PROBLEM TO SOLVE =
In the records below, count every line containing "target". Reply with the number only.
#### THE RECORDS
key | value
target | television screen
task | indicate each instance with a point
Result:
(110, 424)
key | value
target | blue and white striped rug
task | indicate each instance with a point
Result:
########
TASK ANSWER =
2